**Given task:** Could you write out the stretch of lines below from the one containing "Could you point to the side" through the end of the lines, requests included, with every point coordinate in the answers scaled by 2.3 and rounded to a whole number, halves rounded up? Leave the sample coordinates inside the requests unchanged.
BEGIN
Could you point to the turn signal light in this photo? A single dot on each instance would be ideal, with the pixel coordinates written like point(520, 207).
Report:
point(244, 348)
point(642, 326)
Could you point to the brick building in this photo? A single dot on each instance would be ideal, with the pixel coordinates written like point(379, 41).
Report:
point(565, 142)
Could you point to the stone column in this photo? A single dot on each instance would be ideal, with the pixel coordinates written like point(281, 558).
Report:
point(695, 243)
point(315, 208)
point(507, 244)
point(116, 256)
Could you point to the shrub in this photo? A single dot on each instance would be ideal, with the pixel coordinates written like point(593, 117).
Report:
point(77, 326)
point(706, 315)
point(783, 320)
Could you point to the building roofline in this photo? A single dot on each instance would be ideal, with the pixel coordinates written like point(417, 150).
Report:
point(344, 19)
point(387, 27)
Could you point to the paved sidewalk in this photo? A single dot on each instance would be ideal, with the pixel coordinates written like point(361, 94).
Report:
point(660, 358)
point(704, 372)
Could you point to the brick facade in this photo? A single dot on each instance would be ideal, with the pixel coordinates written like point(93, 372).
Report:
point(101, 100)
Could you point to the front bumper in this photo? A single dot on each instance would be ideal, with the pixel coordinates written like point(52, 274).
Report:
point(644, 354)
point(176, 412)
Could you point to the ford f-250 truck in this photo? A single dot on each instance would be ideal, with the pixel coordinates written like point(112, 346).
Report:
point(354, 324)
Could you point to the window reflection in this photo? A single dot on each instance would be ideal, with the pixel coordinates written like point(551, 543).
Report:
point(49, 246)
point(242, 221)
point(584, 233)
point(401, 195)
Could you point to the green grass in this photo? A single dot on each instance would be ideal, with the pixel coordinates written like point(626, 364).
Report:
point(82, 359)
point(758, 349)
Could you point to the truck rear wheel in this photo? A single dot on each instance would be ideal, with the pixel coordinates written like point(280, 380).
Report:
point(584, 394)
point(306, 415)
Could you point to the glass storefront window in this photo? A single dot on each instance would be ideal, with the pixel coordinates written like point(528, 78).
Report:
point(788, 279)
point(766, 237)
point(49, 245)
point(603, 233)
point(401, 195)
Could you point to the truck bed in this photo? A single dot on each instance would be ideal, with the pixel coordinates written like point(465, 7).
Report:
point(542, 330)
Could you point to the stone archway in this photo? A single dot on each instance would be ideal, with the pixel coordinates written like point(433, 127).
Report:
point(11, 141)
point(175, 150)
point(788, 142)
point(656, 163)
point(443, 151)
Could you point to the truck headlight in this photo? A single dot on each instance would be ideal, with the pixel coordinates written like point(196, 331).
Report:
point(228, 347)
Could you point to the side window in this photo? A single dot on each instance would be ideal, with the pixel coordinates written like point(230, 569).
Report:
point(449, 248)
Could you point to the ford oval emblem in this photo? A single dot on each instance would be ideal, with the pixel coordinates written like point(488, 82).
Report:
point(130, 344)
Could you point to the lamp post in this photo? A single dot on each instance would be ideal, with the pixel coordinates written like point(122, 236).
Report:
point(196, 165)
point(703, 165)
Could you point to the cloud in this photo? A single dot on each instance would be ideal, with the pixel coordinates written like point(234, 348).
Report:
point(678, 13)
END
**Output:**
Could you point to the side window in this photo? A single dot on each instance would be ideal, with the pixel coordinates written like point(230, 569).
Report:
point(1033, 570)
Could you point to the ford oval emblem in this photo? A single dot on each instance would be ideal, with the pixel coordinates written like point(488, 82).
Report:
point(299, 791)
Could you point to the lamp post in this photo? A single dot on each instance would be ideal, with the pixel coordinates written like point(122, 236).
Report:
point(451, 380)
point(1617, 380)
Could you point to the cloud in this photo? A single dot on each instance would be ideal, with the pixel coordinates written like point(234, 348).
Report:
point(1559, 30)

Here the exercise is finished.